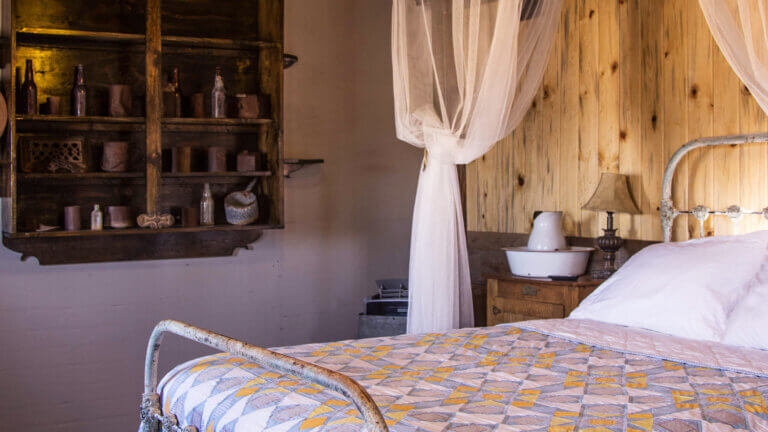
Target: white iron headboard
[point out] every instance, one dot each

_ _ _ _ _ _ _

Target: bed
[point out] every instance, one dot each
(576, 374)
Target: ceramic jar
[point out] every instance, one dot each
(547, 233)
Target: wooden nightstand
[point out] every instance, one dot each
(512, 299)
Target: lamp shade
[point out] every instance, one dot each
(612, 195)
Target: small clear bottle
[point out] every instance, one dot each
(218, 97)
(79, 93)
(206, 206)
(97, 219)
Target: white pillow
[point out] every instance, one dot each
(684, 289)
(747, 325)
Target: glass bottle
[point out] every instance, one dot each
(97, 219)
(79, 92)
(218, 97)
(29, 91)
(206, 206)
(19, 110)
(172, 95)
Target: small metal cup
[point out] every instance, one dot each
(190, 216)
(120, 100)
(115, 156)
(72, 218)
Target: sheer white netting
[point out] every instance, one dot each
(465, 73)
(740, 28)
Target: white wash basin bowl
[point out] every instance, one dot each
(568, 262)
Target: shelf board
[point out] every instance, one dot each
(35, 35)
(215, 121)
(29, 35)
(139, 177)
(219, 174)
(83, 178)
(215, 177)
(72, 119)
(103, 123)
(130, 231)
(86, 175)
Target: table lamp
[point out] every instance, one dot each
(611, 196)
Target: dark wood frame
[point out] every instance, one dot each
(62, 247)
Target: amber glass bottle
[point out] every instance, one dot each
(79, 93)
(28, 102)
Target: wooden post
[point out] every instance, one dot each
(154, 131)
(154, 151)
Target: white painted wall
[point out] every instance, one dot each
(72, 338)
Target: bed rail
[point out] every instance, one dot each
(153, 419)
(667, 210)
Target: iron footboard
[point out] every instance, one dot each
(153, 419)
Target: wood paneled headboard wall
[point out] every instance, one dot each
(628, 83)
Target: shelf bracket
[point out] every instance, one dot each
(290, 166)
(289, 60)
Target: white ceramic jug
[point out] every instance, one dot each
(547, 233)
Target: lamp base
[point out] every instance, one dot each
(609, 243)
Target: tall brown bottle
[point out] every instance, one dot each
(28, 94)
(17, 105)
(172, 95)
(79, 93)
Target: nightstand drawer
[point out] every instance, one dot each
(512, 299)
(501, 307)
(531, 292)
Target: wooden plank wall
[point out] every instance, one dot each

_ _ _ _ _ _ _

_Exercise prompt_
How many lines of the records contain the word "wooden"? Reply with the number alone.

_Answer_
3